— SELECTED EXTRACT —
- - - - - - -

By Uri Avnery
April 06, 2013
Obama in Israel: Every word right. Every gesture genuine. Every detail in its place. Perfect. Obama in Palestine: Every word wrong. Every gesture inappropriate. Every single detail misplaced. Perfect.
It started from the first moment. The President of the United States came to Ramallah. He visited the Mukata’a, the “compound” which serves as the office of the President of the Palestinian Authority, Mahmoud Abbas. One cannot enter the Mukata’a without noticing the grave of Yasser Arafat, just a few paces from the entrance. It is quite impossible to ignore this landmark while passing it. However, Obama succeeded in doing just that.
It was like spitting in the face of the entire Palestinian people. Imagine a foreign dignitary coming to France and not laying a wreath at the tomb of the Unknown Soldier. Or coming to Israel and not visiting Yad Vashem. It is more than insulting. It is stupid.
Yasser Arafat is for the Palestinians what George Washington is for Americans, Mahatma Gandhi for Indians, David Ben-Gurion for Israelis. The Father of the Nation. Even his domestic opponents on the left and on the right revere his memory. He is the supreme symbol of the modern Palestinian national movement. His picture hangs in every Palestinian office and school.
So why not honor him? Why not lay a wreath on his grave, as foreign leaders have done before? Because Arafat has been demonized and vilified in Israel like no other human being since Hitler. And still is.
Obama was simply afraid of the Israeli reaction. After his huge success in Israel, he feared that such a gesture would undo the effect of his address to the Israeli people. This consideration guided Obama throughout his short visit to the West Bank. His feet were in Palestine, his head was in Israel. He walked in Palestine. He talked to Palestine. But his thoughts were about the Israelis. Even when he said good things, his tone was wrong. He just could not hit the right note. Somehow he missed the cue. Why? Because of a complete lack of empathy.
Empathy is something hard to define. I am spoiled in this respect, because I had the good fortune to live for many years near a person who had it in abundance. Rachel, my wife, hit the right tone with everyone, high or low, local or foreign, the old and the very young. Obama did so in Israel. It was really amazing. He must have studied us thoroughly. He knew our strengths and our weaknesses, our paranoias and our idiosyncrasies, our historical memories and dreams about the future.
And no wonder. He is surrounded by Zionist Jews. They are his closest advisors, his friends and his experts on the Middle East. Even from mere contact with them, he obviously absorbed much of our sensitivities. As far as I know, there is not a single Arab, not to mention Palestinian, in the White House and its surroundings. I assume that he does receive occasional briefings about Arab affairs from the State Department. But such dry memoranda are not the stuff empathy is made of. The more so as clever diplomats must have learned by now not to write anything that may offend Israelis. So how could the poor man have possibly picked up empathy toward the Palestinians?
The conflict between Israel and Palestine has very solid factual causes. But it has also been rightly described as a “clash between traumas”: the Holocaust trauma of the Jews and the Nakba trauma of the Palestinians (without suggesting equivalence between the two calamities.)
Many years ago in New York I met a very good friend of mine. He was an Arab citizen of Israel, a young poet who had left Israel and joined the PLO. He invited me to meet some Palestinians at his home in a suburb of New York. His family name, by the way, was the same as Obama’s middle name.

- - - - - - -

— TASK OBJECTIVE —
Can you condense the paragraph in the column above that begins "Yasser Arafat is for the Palestinians" into a short bulleted list that keeps its main facts?

- - - - - - -

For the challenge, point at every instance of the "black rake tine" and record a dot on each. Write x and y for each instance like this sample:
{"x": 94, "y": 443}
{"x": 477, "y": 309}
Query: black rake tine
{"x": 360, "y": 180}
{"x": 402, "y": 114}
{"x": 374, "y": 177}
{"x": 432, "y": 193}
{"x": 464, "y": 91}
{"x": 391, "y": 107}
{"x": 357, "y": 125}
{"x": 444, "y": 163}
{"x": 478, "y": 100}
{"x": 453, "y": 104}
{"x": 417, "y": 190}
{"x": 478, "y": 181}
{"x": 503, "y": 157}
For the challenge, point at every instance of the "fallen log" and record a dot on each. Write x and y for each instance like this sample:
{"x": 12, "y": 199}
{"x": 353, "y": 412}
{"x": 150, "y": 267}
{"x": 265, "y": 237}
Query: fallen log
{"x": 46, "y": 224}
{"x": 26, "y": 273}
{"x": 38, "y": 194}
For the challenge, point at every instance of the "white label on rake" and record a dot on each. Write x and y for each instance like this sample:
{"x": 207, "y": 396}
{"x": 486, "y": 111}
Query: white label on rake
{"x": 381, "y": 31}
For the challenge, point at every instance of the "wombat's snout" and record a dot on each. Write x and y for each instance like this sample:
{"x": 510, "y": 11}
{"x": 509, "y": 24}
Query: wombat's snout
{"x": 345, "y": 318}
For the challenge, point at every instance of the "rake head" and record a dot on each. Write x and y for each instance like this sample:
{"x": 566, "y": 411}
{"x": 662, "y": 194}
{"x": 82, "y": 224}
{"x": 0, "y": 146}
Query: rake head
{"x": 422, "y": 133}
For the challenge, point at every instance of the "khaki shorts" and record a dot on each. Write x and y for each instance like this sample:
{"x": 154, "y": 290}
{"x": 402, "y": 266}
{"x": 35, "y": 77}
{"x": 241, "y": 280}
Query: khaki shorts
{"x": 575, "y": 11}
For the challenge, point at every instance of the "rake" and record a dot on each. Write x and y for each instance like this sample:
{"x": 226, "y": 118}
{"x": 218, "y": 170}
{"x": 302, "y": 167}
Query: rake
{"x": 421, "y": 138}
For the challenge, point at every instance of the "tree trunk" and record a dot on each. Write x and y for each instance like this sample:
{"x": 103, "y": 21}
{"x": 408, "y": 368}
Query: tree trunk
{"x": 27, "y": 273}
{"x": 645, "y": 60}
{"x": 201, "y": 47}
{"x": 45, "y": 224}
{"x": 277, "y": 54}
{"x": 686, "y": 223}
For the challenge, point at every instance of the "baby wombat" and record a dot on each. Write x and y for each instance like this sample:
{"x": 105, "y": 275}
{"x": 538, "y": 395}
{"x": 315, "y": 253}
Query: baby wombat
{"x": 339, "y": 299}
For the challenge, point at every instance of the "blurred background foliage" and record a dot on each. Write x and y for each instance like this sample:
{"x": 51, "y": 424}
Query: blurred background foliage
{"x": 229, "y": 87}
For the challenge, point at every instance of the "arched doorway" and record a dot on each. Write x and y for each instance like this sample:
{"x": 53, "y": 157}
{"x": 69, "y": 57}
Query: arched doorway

- - - - - - -

— RESPONSE —
- Arafat is to Palestinians what George Washington is to Americans, Mahatma Gandhi to Indians, and David Ben-Gurion to Israelis: the Father of the Nation.
- Even his domestic opponents on the left and the right revere his memory.
- He is the supreme symbol of the modern Palestinian national movement.
- His picture hangs in every Palestinian office and school.